## Set exercise:
Exactly reproduce each line of the listing that follows.

## Rows:
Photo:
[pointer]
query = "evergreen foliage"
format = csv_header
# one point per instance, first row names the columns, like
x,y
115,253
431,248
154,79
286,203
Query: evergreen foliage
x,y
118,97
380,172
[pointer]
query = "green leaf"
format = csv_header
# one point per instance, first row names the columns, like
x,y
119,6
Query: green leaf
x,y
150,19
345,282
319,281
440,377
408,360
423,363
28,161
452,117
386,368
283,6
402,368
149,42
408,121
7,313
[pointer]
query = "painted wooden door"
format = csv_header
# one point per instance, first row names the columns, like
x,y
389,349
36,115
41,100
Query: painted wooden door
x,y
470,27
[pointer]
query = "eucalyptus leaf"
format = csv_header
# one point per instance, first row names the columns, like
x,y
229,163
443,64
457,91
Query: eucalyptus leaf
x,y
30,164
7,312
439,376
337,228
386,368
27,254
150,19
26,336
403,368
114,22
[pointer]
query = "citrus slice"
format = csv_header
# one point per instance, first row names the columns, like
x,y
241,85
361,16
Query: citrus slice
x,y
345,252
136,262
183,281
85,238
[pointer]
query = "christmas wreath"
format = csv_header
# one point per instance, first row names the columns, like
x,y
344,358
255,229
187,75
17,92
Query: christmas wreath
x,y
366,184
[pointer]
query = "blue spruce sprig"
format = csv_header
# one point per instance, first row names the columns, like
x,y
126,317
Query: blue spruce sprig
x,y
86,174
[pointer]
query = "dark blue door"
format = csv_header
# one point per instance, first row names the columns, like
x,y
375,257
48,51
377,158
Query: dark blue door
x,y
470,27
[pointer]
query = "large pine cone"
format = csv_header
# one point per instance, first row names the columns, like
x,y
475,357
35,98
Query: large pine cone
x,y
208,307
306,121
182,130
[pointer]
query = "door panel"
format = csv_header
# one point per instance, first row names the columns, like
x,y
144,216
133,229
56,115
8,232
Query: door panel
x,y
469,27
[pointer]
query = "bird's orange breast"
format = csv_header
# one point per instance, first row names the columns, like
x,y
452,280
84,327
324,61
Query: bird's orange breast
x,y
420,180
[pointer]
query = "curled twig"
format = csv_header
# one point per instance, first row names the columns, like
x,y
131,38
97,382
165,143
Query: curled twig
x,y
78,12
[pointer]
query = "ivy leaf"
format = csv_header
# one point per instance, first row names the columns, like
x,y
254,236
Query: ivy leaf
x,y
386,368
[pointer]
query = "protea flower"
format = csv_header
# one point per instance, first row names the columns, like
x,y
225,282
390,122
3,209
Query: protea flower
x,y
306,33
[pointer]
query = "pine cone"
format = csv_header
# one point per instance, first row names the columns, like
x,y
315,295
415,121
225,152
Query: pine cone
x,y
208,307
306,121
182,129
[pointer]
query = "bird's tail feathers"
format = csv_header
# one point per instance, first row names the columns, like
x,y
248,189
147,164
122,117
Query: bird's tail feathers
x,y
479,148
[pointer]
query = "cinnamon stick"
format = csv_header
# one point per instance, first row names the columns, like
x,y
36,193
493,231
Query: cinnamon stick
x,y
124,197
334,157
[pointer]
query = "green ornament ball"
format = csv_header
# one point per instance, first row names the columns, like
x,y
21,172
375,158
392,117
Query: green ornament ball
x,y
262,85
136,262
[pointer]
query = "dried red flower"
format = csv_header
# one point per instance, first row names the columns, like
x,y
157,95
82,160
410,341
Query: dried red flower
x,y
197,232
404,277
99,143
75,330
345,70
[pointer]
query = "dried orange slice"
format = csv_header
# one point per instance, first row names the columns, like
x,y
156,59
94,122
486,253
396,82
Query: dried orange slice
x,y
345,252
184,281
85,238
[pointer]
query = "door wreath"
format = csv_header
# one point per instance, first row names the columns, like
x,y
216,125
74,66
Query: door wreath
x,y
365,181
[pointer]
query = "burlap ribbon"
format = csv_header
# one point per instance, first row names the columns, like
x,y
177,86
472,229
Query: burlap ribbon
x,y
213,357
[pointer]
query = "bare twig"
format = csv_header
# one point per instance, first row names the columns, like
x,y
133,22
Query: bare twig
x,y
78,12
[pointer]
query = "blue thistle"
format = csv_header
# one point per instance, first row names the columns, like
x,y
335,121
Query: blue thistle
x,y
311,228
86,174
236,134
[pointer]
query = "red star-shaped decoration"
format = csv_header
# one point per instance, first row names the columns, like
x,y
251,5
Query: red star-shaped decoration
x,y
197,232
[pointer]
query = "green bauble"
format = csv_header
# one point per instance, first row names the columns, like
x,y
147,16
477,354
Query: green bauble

## The output:
Photo:
[pointer]
query = "evergreen foliage"
format = csv_header
# one point per instance, first row names the columns, like
x,y
115,253
431,248
154,79
286,203
Query: evergreen foliage
x,y
118,97
380,172
[pointer]
query = "green leaf"
format = csv_header
# one point per instance, first row names the columns, like
x,y
119,6
Query: green leaf
x,y
150,19
345,282
319,281
440,377
408,360
423,363
28,161
452,117
386,368
283,6
402,368
149,42
408,121
7,313
[pointer]
query = "painted wooden door"
format = csv_header
# one point per instance, first row names the columns, like
x,y
389,349
36,115
41,100
Query: painted wooden door
x,y
470,27
[pointer]
query = "eucalyptus leaf"
format = csv_header
# one point per instance, first row names the columns, like
x,y
229,163
443,64
457,91
Query: eucalyptus leaf
x,y
30,164
7,312
439,376
337,228
386,368
27,254
150,19
26,336
403,368
114,22
[pointer]
query = "citrus slice"
format = csv_header
# one point per instance, first row names the columns, like
x,y
241,85
361,16
Query: citrus slice
x,y
345,252
136,262
183,281
85,238
[pointer]
query = "christmas wreath"
format = csv_header
# one point per instance, first row names the columns, like
x,y
344,358
255,229
187,75
17,92
Query: christmas wreath
x,y
366,184
[pointer]
query = "blue spruce sprig"
format = csv_header
# one point per instance, first row names the columns, like
x,y
126,317
Query: blue spruce sprig
x,y
86,174
[pointer]
query = "dark blue door"
format = csv_header
# one point per instance, first row names the columns, like
x,y
375,257
48,51
377,158
Query: dark blue door
x,y
470,27
[pointer]
query = "large pine cone"
format = csv_header
# one point per instance, first row names the columns, like
x,y
475,357
35,98
Query: large pine cone
x,y
208,307
306,121
182,130
[pointer]
query = "door panel"
format = csv_header
# one point per instance, first row names the columns, like
x,y
144,216
133,229
56,115
8,232
Query: door panel
x,y
469,27
[pointer]
query = "bird's orange breast"
format = csv_header
# one point per instance, first row names the columns, like
x,y
452,280
84,327
324,61
Query: bird's orange breast
x,y
420,180
[pointer]
query = "curled twig"
format = csv_header
# one point per instance, first row names the columns, like
x,y
131,38
97,382
165,143
Query: curled twig
x,y
78,12
[pointer]
query = "ivy leaf"
format = csv_header
# one point per instance, first row names the columns, like
x,y
254,236
Query: ivy leaf
x,y
386,368
[pointer]
query = "protea flower"
format = csv_header
# one point per instance, first row names the columns, like
x,y
225,282
390,122
3,209
Query: protea flower
x,y
306,33
[pointer]
query = "pine cone"
format = csv_header
# one point per instance, first row names the columns, like
x,y
315,295
415,121
225,152
Query: pine cone
x,y
208,307
306,121
182,129
[pointer]
query = "bird's tail feathers"
format = csv_header
# one point per instance, first row names the columns, like
x,y
248,189
147,164
122,117
Query: bird's tail feathers
x,y
479,148
[pointer]
query = "cinnamon stick"
format = csv_header
# one point per instance, first row names the columns, like
x,y
36,193
493,231
Query: cinnamon stick
x,y
124,197
334,157
[pointer]
query = "green ornament ball"
format = csv_header
# one point per instance, first row names the columns, like
x,y
21,172
375,158
392,117
Query: green ornament ball
x,y
262,85
136,262
[pointer]
query = "dried red flower"
format = csv_header
# one point per instance, first row names the columns, like
x,y
157,95
82,160
410,341
Query: dried red flower
x,y
197,232
404,277
99,143
75,330
345,70
[pointer]
query = "dried orange slice"
format = csv_header
# one point per instance, first row names the columns, like
x,y
156,59
94,122
486,253
396,82
Query: dried orange slice
x,y
345,252
184,281
85,238
[pointer]
query = "door wreath"
format = csv_header
# one point per instance, first row names the columns, like
x,y
216,125
74,66
Query: door wreath
x,y
365,181
[pointer]
query = "burlap ribbon"
format = csv_header
# one point per instance, first row names the columns, like
x,y
177,86
472,229
Query: burlap ribbon
x,y
213,357
[pointer]
query = "bare twig"
format = csv_header
# one point per instance, first row names the columns, like
x,y
133,22
Query: bare twig
x,y
78,12
[pointer]
query = "blue thistle"
format = csv_header
# one point per instance, first row names the columns, like
x,y
335,121
Query: blue thistle
x,y
311,228
86,174
236,134
[pointer]
query = "red star-shaped decoration"
format = csv_header
# one point per instance, first row names the columns, like
x,y
251,5
Query: red star-shaped decoration
x,y
197,232
[pointer]
query = "green bauble"
format = csv_header
# one point per instance, first row names the columns, like
x,y
147,16
477,354
Query: green bauble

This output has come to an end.